- Opening Delimiter -
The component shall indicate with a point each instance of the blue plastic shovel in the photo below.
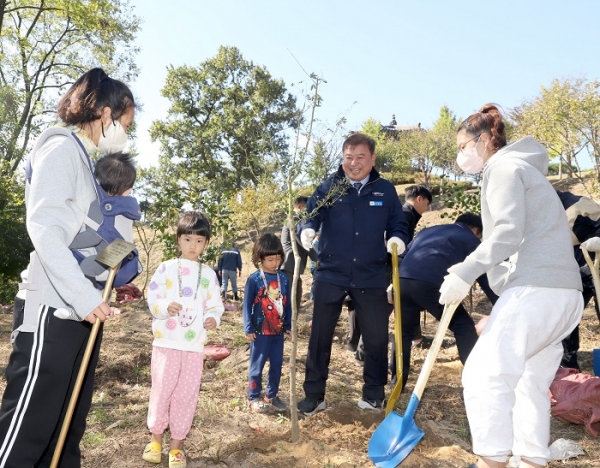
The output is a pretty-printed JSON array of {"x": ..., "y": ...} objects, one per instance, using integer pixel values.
[{"x": 397, "y": 435}]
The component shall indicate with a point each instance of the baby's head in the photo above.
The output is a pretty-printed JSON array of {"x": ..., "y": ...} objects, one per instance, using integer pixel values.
[{"x": 116, "y": 173}]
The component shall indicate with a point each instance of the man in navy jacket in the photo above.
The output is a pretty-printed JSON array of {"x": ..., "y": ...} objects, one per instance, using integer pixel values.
[
  {"x": 360, "y": 217},
  {"x": 422, "y": 272}
]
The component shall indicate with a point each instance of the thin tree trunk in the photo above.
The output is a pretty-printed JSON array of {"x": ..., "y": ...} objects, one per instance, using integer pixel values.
[{"x": 295, "y": 430}]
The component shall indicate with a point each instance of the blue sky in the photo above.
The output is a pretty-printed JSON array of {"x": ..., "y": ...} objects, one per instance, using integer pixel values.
[{"x": 379, "y": 57}]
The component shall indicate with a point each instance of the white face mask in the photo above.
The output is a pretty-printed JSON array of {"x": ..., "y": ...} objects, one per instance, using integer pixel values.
[
  {"x": 469, "y": 160},
  {"x": 113, "y": 138}
]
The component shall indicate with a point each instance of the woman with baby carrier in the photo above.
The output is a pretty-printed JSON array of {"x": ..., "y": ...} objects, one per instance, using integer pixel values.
[
  {"x": 527, "y": 254},
  {"x": 57, "y": 304}
]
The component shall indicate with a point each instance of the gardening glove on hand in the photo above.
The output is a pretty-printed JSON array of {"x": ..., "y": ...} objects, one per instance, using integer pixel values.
[
  {"x": 592, "y": 244},
  {"x": 395, "y": 240},
  {"x": 453, "y": 289},
  {"x": 306, "y": 238}
]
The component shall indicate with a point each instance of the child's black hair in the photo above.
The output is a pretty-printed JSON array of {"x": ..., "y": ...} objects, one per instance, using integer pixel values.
[
  {"x": 414, "y": 191},
  {"x": 115, "y": 173},
  {"x": 193, "y": 222},
  {"x": 266, "y": 245},
  {"x": 470, "y": 219}
]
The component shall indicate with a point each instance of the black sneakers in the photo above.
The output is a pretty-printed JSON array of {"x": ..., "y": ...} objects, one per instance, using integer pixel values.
[{"x": 312, "y": 404}]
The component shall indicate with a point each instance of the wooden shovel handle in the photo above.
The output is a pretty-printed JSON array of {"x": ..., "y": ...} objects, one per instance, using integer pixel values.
[
  {"x": 435, "y": 347},
  {"x": 391, "y": 404},
  {"x": 106, "y": 292}
]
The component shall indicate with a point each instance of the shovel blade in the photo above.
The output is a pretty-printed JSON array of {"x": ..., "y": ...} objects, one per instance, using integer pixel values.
[
  {"x": 116, "y": 251},
  {"x": 393, "y": 440}
]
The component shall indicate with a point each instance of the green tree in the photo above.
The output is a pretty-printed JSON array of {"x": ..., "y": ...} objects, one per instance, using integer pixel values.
[
  {"x": 443, "y": 137},
  {"x": 392, "y": 157},
  {"x": 228, "y": 121},
  {"x": 14, "y": 240},
  {"x": 555, "y": 119},
  {"x": 256, "y": 209},
  {"x": 44, "y": 46}
]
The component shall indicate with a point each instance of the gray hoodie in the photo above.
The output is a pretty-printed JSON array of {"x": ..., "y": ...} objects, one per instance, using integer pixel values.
[
  {"x": 526, "y": 237},
  {"x": 57, "y": 201}
]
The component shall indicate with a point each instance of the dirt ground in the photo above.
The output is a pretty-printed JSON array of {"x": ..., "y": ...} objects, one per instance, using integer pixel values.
[{"x": 226, "y": 434}]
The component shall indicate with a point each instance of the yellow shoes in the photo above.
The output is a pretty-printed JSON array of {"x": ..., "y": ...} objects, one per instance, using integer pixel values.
[
  {"x": 177, "y": 459},
  {"x": 152, "y": 452}
]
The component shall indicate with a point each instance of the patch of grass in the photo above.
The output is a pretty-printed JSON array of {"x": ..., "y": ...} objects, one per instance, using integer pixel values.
[
  {"x": 100, "y": 415},
  {"x": 93, "y": 439},
  {"x": 143, "y": 372}
]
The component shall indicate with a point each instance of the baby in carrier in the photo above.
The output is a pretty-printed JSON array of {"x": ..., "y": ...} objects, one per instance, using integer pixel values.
[{"x": 109, "y": 217}]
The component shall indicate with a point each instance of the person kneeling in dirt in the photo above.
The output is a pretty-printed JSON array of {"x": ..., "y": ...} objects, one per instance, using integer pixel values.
[
  {"x": 422, "y": 272},
  {"x": 583, "y": 215}
]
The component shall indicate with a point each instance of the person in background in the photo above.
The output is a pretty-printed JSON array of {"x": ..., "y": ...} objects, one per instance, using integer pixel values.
[
  {"x": 424, "y": 265},
  {"x": 230, "y": 264},
  {"x": 417, "y": 200},
  {"x": 360, "y": 217},
  {"x": 527, "y": 254},
  {"x": 583, "y": 215},
  {"x": 289, "y": 261},
  {"x": 184, "y": 300},
  {"x": 267, "y": 317},
  {"x": 57, "y": 305}
]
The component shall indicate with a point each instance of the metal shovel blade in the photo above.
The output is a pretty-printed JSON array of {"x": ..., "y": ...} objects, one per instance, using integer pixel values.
[
  {"x": 114, "y": 252},
  {"x": 397, "y": 435}
]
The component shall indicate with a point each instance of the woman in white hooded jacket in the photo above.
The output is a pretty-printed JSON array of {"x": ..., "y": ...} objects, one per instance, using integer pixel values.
[
  {"x": 57, "y": 305},
  {"x": 527, "y": 255}
]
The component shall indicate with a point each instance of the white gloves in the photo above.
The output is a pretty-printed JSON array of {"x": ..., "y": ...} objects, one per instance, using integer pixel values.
[
  {"x": 453, "y": 289},
  {"x": 395, "y": 240},
  {"x": 592, "y": 244},
  {"x": 306, "y": 238}
]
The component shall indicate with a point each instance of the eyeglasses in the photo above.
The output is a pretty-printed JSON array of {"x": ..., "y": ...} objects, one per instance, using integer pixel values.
[{"x": 461, "y": 147}]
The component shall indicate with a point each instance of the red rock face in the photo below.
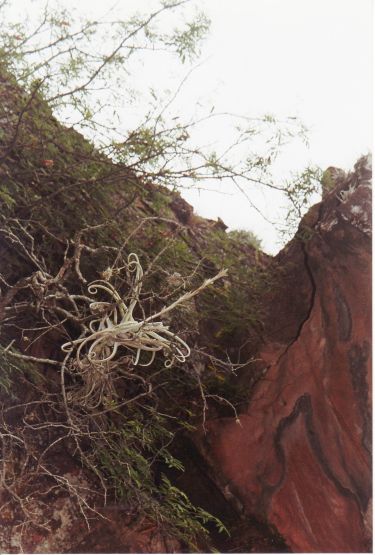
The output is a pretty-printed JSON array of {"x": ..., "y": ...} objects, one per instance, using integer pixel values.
[{"x": 300, "y": 457}]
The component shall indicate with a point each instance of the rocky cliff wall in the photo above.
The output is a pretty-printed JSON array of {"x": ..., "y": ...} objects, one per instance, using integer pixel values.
[{"x": 300, "y": 455}]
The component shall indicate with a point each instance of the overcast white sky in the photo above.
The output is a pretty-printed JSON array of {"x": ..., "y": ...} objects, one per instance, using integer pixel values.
[{"x": 305, "y": 58}]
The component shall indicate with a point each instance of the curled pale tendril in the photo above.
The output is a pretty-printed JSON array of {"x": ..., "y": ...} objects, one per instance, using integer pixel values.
[{"x": 114, "y": 326}]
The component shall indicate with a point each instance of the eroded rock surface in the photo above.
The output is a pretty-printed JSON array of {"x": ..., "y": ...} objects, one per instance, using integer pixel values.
[{"x": 300, "y": 457}]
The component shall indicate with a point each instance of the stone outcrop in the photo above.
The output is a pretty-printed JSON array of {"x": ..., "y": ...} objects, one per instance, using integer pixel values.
[{"x": 300, "y": 455}]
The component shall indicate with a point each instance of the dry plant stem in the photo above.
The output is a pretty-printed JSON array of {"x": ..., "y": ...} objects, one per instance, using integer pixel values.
[{"x": 119, "y": 328}]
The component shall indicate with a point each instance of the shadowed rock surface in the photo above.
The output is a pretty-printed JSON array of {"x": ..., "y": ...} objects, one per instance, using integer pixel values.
[
  {"x": 295, "y": 472},
  {"x": 300, "y": 458}
]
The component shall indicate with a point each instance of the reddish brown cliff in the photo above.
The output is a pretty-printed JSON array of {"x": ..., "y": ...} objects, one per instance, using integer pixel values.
[{"x": 300, "y": 456}]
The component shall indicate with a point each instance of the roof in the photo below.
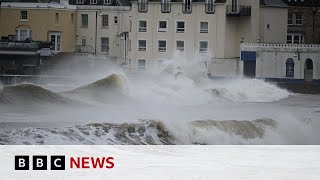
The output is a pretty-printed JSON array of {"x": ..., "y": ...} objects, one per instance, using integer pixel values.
[
  {"x": 36, "y": 5},
  {"x": 273, "y": 3}
]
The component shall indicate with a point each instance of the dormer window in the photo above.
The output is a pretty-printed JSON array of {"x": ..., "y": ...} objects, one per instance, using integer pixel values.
[
  {"x": 93, "y": 1},
  {"x": 80, "y": 1},
  {"x": 186, "y": 6},
  {"x": 165, "y": 6},
  {"x": 107, "y": 1},
  {"x": 210, "y": 6},
  {"x": 143, "y": 6}
]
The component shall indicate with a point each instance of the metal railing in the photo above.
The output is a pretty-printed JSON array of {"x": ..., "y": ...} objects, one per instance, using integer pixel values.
[
  {"x": 84, "y": 49},
  {"x": 239, "y": 10}
]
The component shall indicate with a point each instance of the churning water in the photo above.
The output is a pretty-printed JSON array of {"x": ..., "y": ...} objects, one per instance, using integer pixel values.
[{"x": 176, "y": 104}]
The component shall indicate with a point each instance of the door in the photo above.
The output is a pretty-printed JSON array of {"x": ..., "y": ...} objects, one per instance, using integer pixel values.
[
  {"x": 55, "y": 39},
  {"x": 234, "y": 6},
  {"x": 308, "y": 70}
]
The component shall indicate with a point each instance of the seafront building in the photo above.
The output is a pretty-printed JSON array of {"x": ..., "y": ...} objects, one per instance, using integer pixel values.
[{"x": 233, "y": 37}]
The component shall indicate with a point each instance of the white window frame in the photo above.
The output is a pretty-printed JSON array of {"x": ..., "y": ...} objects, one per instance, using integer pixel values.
[
  {"x": 180, "y": 49},
  {"x": 58, "y": 45},
  {"x": 300, "y": 35},
  {"x": 146, "y": 28},
  {"x": 141, "y": 68},
  {"x": 184, "y": 29},
  {"x": 105, "y": 21},
  {"x": 107, "y": 46},
  {"x": 201, "y": 50},
  {"x": 295, "y": 19},
  {"x": 162, "y": 49},
  {"x": 93, "y": 1},
  {"x": 24, "y": 17},
  {"x": 115, "y": 18},
  {"x": 107, "y": 1},
  {"x": 18, "y": 34},
  {"x": 203, "y": 31},
  {"x": 162, "y": 29},
  {"x": 142, "y": 48},
  {"x": 80, "y": 1}
]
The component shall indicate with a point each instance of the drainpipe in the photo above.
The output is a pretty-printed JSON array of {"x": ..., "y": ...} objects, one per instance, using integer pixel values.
[{"x": 96, "y": 34}]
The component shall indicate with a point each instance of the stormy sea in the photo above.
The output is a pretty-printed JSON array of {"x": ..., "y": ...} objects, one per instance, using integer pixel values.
[{"x": 175, "y": 104}]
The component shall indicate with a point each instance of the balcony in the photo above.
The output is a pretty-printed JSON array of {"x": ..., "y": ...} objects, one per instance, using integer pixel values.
[
  {"x": 84, "y": 49},
  {"x": 237, "y": 11}
]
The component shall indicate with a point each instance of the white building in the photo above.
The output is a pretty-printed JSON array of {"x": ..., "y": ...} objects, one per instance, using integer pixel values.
[
  {"x": 282, "y": 62},
  {"x": 102, "y": 28},
  {"x": 159, "y": 28}
]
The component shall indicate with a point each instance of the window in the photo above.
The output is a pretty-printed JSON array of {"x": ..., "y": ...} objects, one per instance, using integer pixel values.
[
  {"x": 116, "y": 19},
  {"x": 180, "y": 26},
  {"x": 290, "y": 68},
  {"x": 142, "y": 26},
  {"x": 142, "y": 6},
  {"x": 162, "y": 26},
  {"x": 165, "y": 6},
  {"x": 180, "y": 46},
  {"x": 83, "y": 42},
  {"x": 57, "y": 18},
  {"x": 295, "y": 38},
  {"x": 24, "y": 15},
  {"x": 142, "y": 45},
  {"x": 204, "y": 27},
  {"x": 142, "y": 63},
  {"x": 23, "y": 34},
  {"x": 107, "y": 1},
  {"x": 105, "y": 45},
  {"x": 72, "y": 19},
  {"x": 203, "y": 46},
  {"x": 55, "y": 39},
  {"x": 93, "y": 1},
  {"x": 162, "y": 46},
  {"x": 186, "y": 6},
  {"x": 105, "y": 21},
  {"x": 209, "y": 6},
  {"x": 295, "y": 18},
  {"x": 80, "y": 1},
  {"x": 84, "y": 20}
]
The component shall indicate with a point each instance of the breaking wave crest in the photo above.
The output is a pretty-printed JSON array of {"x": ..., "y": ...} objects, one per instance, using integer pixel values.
[
  {"x": 150, "y": 132},
  {"x": 29, "y": 94}
]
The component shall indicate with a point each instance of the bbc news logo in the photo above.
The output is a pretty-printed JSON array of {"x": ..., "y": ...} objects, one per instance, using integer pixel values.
[{"x": 58, "y": 162}]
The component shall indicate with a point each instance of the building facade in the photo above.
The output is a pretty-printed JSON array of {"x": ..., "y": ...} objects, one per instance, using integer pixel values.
[
  {"x": 213, "y": 29},
  {"x": 52, "y": 22},
  {"x": 303, "y": 21},
  {"x": 102, "y": 28}
]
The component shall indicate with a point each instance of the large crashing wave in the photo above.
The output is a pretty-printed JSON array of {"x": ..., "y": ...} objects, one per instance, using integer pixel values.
[
  {"x": 29, "y": 94},
  {"x": 144, "y": 132}
]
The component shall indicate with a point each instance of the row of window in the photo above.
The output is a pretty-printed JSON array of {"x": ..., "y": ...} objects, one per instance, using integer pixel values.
[
  {"x": 104, "y": 20},
  {"x": 162, "y": 46},
  {"x": 186, "y": 6},
  {"x": 94, "y": 1},
  {"x": 295, "y": 18},
  {"x": 163, "y": 26},
  {"x": 24, "y": 17}
]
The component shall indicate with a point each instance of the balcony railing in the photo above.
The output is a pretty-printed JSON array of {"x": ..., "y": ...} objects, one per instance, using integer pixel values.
[
  {"x": 142, "y": 7},
  {"x": 166, "y": 7},
  {"x": 237, "y": 11},
  {"x": 84, "y": 49},
  {"x": 19, "y": 46},
  {"x": 186, "y": 8}
]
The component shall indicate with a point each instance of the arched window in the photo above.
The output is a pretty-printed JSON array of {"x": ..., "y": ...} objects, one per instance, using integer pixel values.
[{"x": 290, "y": 68}]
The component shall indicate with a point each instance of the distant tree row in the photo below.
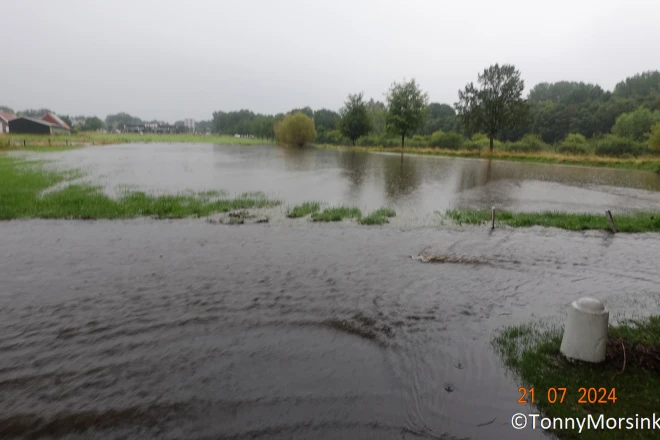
- Closing Delimiter -
WORK TO BE COMPLETED:
The answer is the run of lines above from the line containing "tree in the photo above." through the line containing "dirt ground in the photo above.", copied exactly and alone.

TASK RESPONSE:
The component shall indicate with a point each instance of the green tree in the photo above.
The output is a pretty-printed JSON array of {"x": ..., "y": ...} objects, one per instance, using integer pixel values.
[
  {"x": 443, "y": 137},
  {"x": 392, "y": 157},
  {"x": 228, "y": 121},
  {"x": 14, "y": 240},
  {"x": 555, "y": 119},
  {"x": 256, "y": 209},
  {"x": 44, "y": 46}
]
The component shall indicate with a point each instance of the gray hoodie in the photo above.
The output is a pretty-printed JSON array of {"x": ..., "y": ...} objects, one per instance, using integer pixel values.
[
  {"x": 526, "y": 237},
  {"x": 57, "y": 201}
]
The component shall indicate with a point each instance of the dirt ground in the photo above.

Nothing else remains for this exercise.